> **TASK DESCRIPTION**: Count every line in the entries that holds the word "side". The reply is that count alone.

START SUPPLIED ENTRIES

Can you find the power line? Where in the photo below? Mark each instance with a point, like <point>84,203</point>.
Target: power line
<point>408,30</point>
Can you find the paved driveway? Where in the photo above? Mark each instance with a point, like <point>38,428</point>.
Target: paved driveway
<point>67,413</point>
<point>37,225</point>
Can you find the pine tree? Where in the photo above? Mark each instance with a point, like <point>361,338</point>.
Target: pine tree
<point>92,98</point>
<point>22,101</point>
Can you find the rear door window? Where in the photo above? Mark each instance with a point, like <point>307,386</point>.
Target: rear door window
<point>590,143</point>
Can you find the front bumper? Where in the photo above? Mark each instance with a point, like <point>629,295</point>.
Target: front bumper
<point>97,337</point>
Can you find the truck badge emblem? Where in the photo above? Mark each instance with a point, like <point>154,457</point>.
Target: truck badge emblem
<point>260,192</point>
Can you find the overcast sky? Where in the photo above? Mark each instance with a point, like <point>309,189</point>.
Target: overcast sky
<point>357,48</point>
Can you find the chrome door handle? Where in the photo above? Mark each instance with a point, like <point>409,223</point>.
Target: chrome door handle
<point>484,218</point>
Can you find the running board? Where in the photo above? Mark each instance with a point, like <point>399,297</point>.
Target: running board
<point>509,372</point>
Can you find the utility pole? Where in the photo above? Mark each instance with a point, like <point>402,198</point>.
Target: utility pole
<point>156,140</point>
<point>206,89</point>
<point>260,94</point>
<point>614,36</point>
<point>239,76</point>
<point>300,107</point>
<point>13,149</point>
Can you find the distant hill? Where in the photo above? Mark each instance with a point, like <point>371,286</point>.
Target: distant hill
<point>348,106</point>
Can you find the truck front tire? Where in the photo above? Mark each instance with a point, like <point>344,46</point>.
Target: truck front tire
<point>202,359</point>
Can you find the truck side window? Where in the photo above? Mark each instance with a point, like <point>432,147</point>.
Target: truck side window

END SUPPLIED ENTRIES

> **RESPONSE AREA**: 2